Below are entries; work out how many of their lines hold "golden", giving only that number.
Information supplied Block Start
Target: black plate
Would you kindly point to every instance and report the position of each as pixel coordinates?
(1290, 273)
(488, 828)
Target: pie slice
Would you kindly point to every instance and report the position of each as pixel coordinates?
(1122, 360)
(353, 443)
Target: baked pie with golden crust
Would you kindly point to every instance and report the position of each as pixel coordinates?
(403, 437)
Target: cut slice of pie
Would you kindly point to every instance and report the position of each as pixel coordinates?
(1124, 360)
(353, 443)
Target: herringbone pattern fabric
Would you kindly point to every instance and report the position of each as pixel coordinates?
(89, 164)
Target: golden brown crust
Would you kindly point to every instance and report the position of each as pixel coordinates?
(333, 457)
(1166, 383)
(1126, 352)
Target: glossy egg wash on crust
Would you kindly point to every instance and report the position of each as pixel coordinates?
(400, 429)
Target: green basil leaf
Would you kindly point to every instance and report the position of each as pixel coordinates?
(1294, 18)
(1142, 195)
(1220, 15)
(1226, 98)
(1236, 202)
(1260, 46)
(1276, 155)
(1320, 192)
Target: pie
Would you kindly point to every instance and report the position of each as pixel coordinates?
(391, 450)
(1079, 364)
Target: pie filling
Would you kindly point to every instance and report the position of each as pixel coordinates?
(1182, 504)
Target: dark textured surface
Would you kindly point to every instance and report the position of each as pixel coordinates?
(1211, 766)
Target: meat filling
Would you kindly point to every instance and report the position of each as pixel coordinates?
Information supplied Block End
Task solution: 2